* **EXERCISE 1**
Name every figure in the story, deities included, who has a personal name in the book summary below. Leave out the author and titles such as "Sightmother".

++++ DOCUMENT SEGMENT ++++

Slaying the Vampire Conqueror Summary, Characters and Themes
Slaying the Vampire Conqueror by Carissa Broadbent is a fantasy tale that blends warfare, spiritual conflict, and slow-burn romance through the eyes of Sylina, a blind assassin with divine sight. As a member of the Arachessen—an order of women devoted to their goddess Acaeja—Sylina navigates a world of magic and betrayal using threads that bind all life.
When a vampire invasion upends her beliefs and takes her sister from her, she embarks on a deadly mission to infiltrate the army of Atrius, the vampire commander responsible. What follows is a tense, emotionally rich journey about trust, truth, and redefining loyalty in the shadow of gods and monsters.
Summary
Sylina, a blind assassin trained in the sacred arts of thread-sight by the Arachessen order, begins her journey in Glaea, poised to assassinate a corrupt nobleman. But her mission is interrupted by a violent and unexpected vampire invasion from Obitraes, led by the cursed House of Blood.
The attack devastates her homeland and results in the death of her closest companion, Raeth. Grief-stricken and furious, Sylina is later tasked with a divine mission by her order’s Sightmother: infiltrate the vampire army and assassinate its commander, Atrius, before his conquest destabilizes the known world.
To gain access to Atrius’s inner circle, Sylina assassinates his seer and arranges her own staged capture. Presenting herself as a rogue Arachessen in need of protection, she offers her prophetic skills to the vampire commander.

++++ RECORD SET ++++

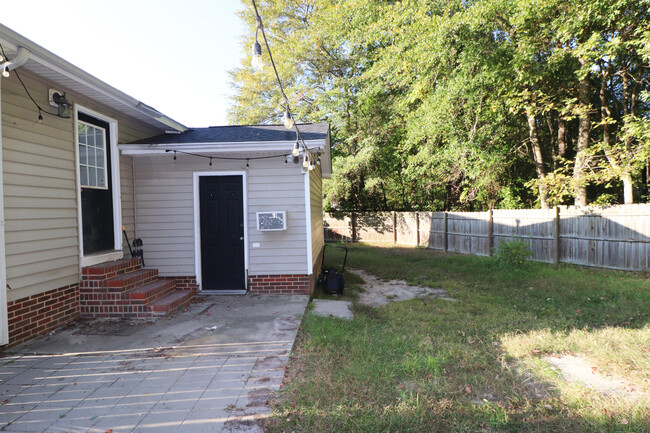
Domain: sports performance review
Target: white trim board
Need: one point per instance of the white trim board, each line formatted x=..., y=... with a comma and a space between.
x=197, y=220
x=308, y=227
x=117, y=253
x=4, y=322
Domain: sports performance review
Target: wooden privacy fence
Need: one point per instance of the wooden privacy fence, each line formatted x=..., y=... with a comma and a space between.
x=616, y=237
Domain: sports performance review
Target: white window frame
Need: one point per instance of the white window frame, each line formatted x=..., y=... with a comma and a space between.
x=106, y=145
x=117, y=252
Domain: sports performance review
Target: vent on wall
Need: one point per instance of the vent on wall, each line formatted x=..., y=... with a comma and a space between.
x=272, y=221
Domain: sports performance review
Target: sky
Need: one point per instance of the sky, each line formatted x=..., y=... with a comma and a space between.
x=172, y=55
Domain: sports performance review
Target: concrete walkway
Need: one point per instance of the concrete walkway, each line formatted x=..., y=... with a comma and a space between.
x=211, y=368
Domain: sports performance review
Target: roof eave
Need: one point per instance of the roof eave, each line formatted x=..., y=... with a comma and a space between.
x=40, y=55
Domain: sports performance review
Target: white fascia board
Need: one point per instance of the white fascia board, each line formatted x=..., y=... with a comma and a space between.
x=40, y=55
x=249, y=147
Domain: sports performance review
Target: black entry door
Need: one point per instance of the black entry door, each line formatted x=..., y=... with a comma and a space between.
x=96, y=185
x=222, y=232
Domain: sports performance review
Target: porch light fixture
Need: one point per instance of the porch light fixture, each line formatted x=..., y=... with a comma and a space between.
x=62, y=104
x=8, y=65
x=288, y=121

++++

* **EXERCISE 2**
Please lay out the rows above as a JSON list of strings, one string per line and no blank lines, from the first line of the rows up to and including the line with "x=222, y=232". Leave the pictures out.

* **EXPECTED ANSWER 1**
Sylina, Acaeja, Atrius, Raeth

* **EXPECTED ANSWER 2**
[
  "Domain: sports performance review",
  "Target: white trim board",
  "Need: one point per instance of the white trim board, each line formatted x=..., y=... with a comma and a space between.",
  "x=197, y=220",
  "x=308, y=227",
  "x=117, y=253",
  "x=4, y=322",
  "Domain: sports performance review",
  "Target: wooden privacy fence",
  "Need: one point per instance of the wooden privacy fence, each line formatted x=..., y=... with a comma and a space between.",
  "x=616, y=237",
  "Domain: sports performance review",
  "Target: white window frame",
  "Need: one point per instance of the white window frame, each line formatted x=..., y=... with a comma and a space between.",
  "x=106, y=145",
  "x=117, y=252",
  "Domain: sports performance review",
  "Target: vent on wall",
  "Need: one point per instance of the vent on wall, each line formatted x=..., y=... with a comma and a space between.",
  "x=272, y=221",
  "Domain: sports performance review",
  "Target: sky",
  "Need: one point per instance of the sky, each line formatted x=..., y=... with a comma and a space between.",
  "x=172, y=55",
  "Domain: sports performance review",
  "Target: concrete walkway",
  "Need: one point per instance of the concrete walkway, each line formatted x=..., y=... with a comma and a space between.",
  "x=211, y=368",
  "Domain: sports performance review",
  "Target: roof eave",
  "Need: one point per instance of the roof eave, each line formatted x=..., y=... with a comma and a space between.",
  "x=40, y=55",
  "Domain: sports performance review",
  "Target: white fascia board",
  "Need: one point per instance of the white fascia board, each line formatted x=..., y=... with a comma and a space between.",
  "x=40, y=55",
  "x=249, y=147",
  "Domain: sports performance review",
  "Target: black entry door",
  "Need: one point per instance of the black entry door, each line formatted x=..., y=... with a comma and a space between.",
  "x=96, y=185",
  "x=222, y=232"
]